* **EXERCISE INSTRUCTIONS**: Rewrite the rows below, changing "blurred background" to "out-of-focus backdrop" wherever it occurs and leaving everything else as it is. Leave the pictures out of your answer.

A block of data
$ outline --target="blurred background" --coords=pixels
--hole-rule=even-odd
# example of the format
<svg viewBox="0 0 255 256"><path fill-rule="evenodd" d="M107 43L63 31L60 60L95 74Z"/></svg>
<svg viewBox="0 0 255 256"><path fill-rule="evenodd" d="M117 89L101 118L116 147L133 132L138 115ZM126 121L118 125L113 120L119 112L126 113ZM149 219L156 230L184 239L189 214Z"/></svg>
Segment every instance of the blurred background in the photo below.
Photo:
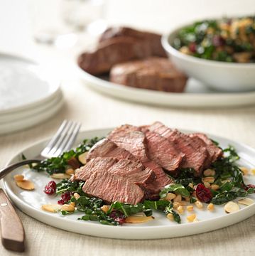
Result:
<svg viewBox="0 0 255 256"><path fill-rule="evenodd" d="M60 33L84 33L86 24L97 19L103 22L97 24L99 28L94 27L94 34L100 32L105 24L166 33L176 26L201 18L253 14L255 11L254 0L0 0L0 50L9 52L31 51L31 39L42 20ZM72 45L74 38L70 41Z"/></svg>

* **TASK RESULT**:
$ outline --target="out-of-focus backdrop" --coords=pixels
--hole-rule=even-odd
# example of the format
<svg viewBox="0 0 255 256"><path fill-rule="evenodd" d="M107 43L63 31L60 60L95 74Z"/></svg>
<svg viewBox="0 0 255 256"><path fill-rule="evenodd" d="M117 89L101 118L116 147L133 132L138 115ZM126 121L118 125L113 120L119 112L126 113ZM149 219L156 230L184 239L189 214Z"/></svg>
Segment every instance of the out-of-focus backdrop in the photo below.
Photo:
Result:
<svg viewBox="0 0 255 256"><path fill-rule="evenodd" d="M60 33L84 33L86 24L97 19L103 22L97 24L99 28L94 27L94 34L100 32L105 24L166 33L176 26L201 18L253 14L255 11L254 0L0 0L0 50L9 52L31 51L31 39L42 20ZM72 45L74 38L70 41Z"/></svg>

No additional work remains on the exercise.